───── Data for this task

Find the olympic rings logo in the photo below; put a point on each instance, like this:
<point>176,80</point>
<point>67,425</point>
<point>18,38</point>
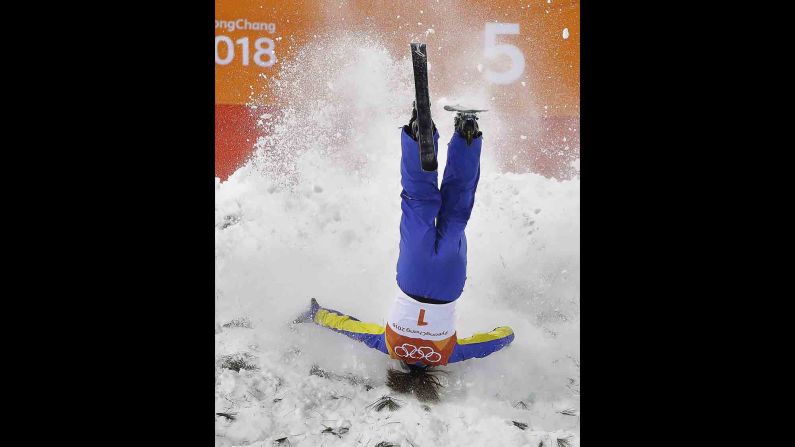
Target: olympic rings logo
<point>413,352</point>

──────────

Your task is to transcribe all of the records precisely, with no images included.

Find the olympic rings logo in the photo below; put a point on each instance, like this:
<point>176,80</point>
<point>67,425</point>
<point>18,38</point>
Target: olympic rings logo
<point>413,352</point>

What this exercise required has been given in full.